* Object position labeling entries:
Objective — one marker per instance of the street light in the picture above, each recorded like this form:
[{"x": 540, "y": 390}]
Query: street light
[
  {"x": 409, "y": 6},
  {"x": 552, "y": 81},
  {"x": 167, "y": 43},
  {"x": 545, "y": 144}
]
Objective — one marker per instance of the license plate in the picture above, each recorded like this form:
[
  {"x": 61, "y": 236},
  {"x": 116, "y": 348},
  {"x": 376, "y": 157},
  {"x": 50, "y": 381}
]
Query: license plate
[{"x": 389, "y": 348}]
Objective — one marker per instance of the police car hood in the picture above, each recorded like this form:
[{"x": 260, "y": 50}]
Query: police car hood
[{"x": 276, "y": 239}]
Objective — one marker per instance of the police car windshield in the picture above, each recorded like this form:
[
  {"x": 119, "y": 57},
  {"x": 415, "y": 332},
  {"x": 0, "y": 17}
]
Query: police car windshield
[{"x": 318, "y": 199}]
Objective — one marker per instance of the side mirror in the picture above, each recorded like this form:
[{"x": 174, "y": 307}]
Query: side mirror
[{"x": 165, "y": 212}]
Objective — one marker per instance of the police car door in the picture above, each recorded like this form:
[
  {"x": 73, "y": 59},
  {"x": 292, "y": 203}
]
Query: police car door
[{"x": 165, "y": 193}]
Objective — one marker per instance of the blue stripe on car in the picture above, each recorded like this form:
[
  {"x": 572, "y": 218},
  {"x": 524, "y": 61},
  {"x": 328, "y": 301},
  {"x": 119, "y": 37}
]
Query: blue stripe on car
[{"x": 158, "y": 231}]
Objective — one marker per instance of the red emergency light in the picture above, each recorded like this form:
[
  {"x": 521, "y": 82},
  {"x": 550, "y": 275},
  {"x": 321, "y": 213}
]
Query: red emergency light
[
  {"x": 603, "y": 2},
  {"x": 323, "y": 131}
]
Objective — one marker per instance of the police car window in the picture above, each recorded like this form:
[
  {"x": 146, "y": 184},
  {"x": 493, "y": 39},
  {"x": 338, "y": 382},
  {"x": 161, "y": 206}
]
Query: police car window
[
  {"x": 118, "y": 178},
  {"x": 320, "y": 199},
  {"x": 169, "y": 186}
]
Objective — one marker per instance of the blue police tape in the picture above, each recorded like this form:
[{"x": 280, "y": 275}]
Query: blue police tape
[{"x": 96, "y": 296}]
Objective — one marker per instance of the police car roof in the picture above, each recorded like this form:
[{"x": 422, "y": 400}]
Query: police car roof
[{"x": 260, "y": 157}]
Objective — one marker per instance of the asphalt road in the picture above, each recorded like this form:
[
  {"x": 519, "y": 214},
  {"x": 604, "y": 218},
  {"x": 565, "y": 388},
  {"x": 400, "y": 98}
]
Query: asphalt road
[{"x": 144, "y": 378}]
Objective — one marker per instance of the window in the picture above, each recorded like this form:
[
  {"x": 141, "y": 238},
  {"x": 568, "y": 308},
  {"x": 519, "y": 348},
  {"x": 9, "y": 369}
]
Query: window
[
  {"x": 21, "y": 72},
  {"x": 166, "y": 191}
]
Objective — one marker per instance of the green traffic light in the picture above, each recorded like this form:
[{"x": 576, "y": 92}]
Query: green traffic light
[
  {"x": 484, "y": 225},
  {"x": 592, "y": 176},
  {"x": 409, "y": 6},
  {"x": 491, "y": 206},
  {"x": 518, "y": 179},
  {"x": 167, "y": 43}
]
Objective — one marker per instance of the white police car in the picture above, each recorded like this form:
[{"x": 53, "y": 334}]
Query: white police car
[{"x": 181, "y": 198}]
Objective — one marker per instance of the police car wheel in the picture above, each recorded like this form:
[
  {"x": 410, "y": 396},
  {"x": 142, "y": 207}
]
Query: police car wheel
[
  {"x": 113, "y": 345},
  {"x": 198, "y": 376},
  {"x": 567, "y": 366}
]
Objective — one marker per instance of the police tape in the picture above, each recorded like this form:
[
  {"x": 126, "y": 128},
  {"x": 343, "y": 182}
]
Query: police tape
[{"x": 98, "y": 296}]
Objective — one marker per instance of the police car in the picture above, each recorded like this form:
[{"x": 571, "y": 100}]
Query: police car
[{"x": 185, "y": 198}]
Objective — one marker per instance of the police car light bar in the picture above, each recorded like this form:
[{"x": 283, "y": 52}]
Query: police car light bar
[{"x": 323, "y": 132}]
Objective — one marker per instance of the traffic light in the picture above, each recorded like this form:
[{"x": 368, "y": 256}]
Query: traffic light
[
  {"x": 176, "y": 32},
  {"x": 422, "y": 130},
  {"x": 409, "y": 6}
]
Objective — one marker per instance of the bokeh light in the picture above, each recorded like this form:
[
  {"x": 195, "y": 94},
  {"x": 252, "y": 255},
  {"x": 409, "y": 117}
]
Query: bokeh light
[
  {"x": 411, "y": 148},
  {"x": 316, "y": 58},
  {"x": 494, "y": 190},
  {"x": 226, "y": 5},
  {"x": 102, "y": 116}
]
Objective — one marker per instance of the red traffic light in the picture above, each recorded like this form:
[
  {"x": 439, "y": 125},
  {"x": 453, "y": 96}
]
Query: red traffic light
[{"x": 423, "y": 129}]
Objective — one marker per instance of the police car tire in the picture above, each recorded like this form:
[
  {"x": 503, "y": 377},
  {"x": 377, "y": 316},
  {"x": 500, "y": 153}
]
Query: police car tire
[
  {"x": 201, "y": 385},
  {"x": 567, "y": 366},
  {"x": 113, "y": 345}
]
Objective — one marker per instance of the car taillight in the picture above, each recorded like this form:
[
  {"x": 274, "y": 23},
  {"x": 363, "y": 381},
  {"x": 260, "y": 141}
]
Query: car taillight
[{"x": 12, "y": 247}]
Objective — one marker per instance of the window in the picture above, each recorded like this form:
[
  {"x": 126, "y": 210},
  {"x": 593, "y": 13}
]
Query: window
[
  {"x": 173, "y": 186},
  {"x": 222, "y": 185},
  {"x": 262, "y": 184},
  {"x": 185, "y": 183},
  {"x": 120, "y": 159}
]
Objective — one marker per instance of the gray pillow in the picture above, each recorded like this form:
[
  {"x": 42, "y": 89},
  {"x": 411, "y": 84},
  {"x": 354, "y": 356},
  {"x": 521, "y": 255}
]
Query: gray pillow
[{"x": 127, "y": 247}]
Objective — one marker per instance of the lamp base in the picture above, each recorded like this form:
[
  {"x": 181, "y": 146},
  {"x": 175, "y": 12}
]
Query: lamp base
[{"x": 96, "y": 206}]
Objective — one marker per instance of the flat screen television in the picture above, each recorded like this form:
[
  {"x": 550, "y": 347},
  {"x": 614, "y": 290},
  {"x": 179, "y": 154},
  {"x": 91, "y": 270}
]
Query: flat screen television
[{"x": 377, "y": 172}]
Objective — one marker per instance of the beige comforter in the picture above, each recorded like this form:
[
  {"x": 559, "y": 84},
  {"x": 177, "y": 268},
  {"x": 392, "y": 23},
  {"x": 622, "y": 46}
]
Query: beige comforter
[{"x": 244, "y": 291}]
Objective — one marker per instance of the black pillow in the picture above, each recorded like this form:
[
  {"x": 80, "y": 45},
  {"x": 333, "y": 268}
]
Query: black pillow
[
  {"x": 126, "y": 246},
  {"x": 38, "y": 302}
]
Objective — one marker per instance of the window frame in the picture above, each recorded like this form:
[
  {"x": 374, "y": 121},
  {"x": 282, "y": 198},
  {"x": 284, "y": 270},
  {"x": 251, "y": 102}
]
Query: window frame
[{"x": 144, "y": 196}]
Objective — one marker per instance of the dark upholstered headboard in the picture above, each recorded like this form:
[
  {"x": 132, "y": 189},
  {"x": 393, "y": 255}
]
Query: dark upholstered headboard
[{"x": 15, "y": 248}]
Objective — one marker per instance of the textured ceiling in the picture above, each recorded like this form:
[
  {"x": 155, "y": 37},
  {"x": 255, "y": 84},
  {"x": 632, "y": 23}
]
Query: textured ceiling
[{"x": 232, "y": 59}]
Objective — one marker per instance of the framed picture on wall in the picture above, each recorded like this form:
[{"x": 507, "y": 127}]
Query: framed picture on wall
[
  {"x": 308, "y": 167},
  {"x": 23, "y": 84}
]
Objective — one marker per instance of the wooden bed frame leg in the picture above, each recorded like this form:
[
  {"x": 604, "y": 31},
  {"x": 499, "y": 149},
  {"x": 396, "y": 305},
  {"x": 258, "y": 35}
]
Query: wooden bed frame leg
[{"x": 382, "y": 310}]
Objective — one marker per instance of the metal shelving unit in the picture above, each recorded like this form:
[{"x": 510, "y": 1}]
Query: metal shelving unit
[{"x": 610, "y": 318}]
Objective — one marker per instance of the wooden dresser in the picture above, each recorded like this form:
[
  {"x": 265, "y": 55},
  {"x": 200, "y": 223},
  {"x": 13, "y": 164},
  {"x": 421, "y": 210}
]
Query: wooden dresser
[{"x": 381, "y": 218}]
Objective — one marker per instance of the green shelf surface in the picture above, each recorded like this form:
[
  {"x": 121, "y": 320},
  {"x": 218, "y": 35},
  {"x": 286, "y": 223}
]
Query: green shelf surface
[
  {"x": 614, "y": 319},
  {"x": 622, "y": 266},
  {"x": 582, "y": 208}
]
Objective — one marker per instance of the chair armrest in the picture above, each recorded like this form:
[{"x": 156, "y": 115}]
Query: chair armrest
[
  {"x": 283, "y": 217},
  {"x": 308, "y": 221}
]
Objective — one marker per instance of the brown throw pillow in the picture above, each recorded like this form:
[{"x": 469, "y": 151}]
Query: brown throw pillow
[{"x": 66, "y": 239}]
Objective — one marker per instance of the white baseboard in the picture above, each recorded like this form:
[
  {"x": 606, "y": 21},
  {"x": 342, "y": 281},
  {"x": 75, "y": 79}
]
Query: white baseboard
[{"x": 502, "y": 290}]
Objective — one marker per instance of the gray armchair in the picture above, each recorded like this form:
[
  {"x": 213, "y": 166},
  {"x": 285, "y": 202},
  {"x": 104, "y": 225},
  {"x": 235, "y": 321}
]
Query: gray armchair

* Given request:
Extract every line from the one containing "Objective — one marker per instance of the brown" through the last line of the data, inclusive, exactly as written.

* Worked answer:
Objective — one marker per instance of the brown throw pillow in the picture above, each recorded like this form:
[{"x": 469, "y": 151}]
Query: brown throw pillow
[{"x": 66, "y": 239}]
Objective — one marker per instance of the white baseboard in the picture above, each recorded like this form:
[
  {"x": 606, "y": 21},
  {"x": 342, "y": 281},
  {"x": 75, "y": 79}
]
Query: white baseboard
[{"x": 502, "y": 290}]
Objective — one marker per instance of the gray armchair in the picture above, each recorded like this form:
[
  {"x": 213, "y": 166},
  {"x": 285, "y": 202},
  {"x": 104, "y": 225},
  {"x": 235, "y": 321}
]
Query: gray armchair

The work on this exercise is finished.